L'exercice: Pouvez-vous recopier fidèlement, dans le texte ci-dessous sur le patrimoine culturel d'Amérique latine, l'extrait allant de « Les civilisations précolombiennes, à » jusqu'à « est en danger. » ?

Extrait du texte:

Le patrimoine culturel préhispanique et colonial d’Amérique latine, aussi vaste que précieux, court un grand danger. De nombreux objets ont été pillés et exportés illicitement ; les sites archéologiques d’où ils proviennent ont subi des dommages irréparables. Il est impératif d’endiguer ce phénomène qui menace de détruire le patrimoine culturel d’Amérique latine. La Liste rouge est conçue, d’une part, comme un appel lancé aux acheteurs potentiels afin qu’ils n’acquièrent pas ces objets et, d’autre part, comme un instrument mis au service de ceux qui s’efforcent de protéger les trésors les plus précieux d’Amérique latine.

Un patrimoine en danger

Les civilisations précolombiennes, à l’instar des Maya et des Inca, nous ont légué un patrimoine culturel composé de monuments, de stèles, de sépultures et d’une large gamme d’objets, dont des vases, des pendentifs en jade, des textiles et des pièces en or, provenant de toute l’Amérique latine. Ce riche patrimoine, qui a subi des dommages irréparables, est en danger.

Dès les années 1960, le pillage des sites archéologiques en Amérique centrale et dans la région des Andes a atteint des proportions alarmantes et s’est traduit par la perte irrémédiable de trésors cachés. A l’époque, les raisons de ce drame étaient variées : découvertes fortuites par les habitants de la région, négligences, excursions touristiques et urbanisme. Aujourd’hui la destruction du patrimoine est de plus en plus le fait de réseaux criminels organisés qui financent les recherches des populations locales.

Données fournies:
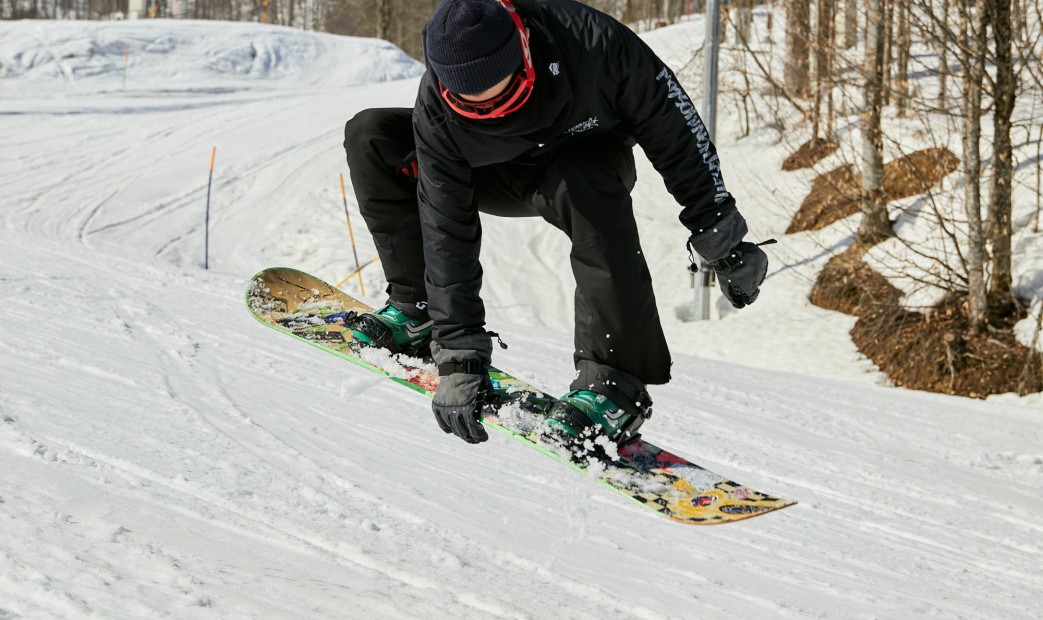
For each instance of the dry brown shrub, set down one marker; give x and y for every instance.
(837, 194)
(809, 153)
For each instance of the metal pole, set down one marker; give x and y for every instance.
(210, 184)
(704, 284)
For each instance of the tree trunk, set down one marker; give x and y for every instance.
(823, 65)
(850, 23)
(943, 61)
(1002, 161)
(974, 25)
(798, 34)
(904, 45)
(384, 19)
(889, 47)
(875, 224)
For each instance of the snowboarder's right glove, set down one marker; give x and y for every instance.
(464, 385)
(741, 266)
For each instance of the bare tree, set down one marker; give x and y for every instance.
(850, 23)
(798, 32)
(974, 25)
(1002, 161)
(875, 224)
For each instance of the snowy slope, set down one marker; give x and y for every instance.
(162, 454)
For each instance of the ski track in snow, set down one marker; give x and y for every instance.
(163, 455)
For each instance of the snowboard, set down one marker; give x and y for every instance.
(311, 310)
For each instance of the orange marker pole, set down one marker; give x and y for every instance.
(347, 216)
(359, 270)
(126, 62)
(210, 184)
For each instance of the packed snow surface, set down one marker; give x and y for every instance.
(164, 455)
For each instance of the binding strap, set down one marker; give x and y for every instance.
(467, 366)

* * *

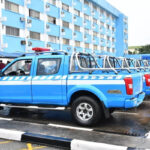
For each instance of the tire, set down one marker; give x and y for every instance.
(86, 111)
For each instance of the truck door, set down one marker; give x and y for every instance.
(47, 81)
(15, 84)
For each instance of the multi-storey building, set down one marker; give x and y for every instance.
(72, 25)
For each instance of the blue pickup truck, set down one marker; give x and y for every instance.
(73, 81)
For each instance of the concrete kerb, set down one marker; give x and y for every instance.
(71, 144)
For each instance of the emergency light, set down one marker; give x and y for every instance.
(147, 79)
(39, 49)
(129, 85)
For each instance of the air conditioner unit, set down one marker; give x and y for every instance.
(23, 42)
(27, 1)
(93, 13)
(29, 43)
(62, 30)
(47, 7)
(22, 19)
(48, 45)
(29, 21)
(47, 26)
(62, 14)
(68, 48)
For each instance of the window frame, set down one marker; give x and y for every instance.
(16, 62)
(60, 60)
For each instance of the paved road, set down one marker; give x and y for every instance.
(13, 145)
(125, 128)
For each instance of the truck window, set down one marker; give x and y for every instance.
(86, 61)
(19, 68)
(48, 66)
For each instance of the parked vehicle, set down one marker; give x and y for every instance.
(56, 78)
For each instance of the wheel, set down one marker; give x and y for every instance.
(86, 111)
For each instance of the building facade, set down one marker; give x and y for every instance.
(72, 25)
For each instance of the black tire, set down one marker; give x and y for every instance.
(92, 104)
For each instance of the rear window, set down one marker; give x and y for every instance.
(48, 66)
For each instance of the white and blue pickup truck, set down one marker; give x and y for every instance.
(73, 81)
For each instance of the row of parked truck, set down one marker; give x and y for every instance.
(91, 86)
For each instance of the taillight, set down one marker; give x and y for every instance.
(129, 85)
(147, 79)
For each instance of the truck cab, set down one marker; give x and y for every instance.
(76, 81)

...

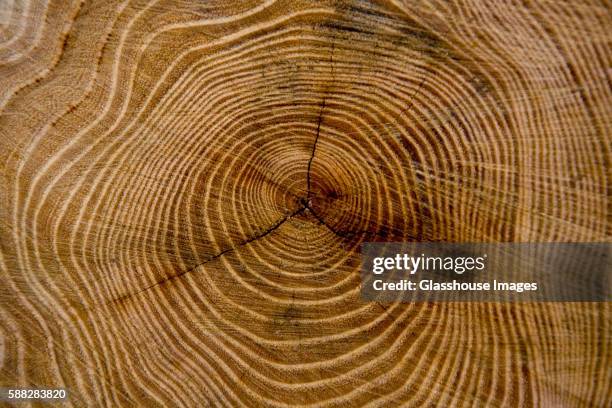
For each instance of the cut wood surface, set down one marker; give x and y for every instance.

Réponse à l'exercice:
Les civilisations précolombiennes, à l’instar des Maya et des Inca, nous ont légué un patrimoine culturel composé de monuments, de stèles, de sépultures et d’une large gamme d’objets, dont des vases, des pendentifs en jade, des textiles et des pièces en or, provenant de toute l’Amérique latine. Ce riche patrimoine, qui a subi des dommages irréparables, est en danger.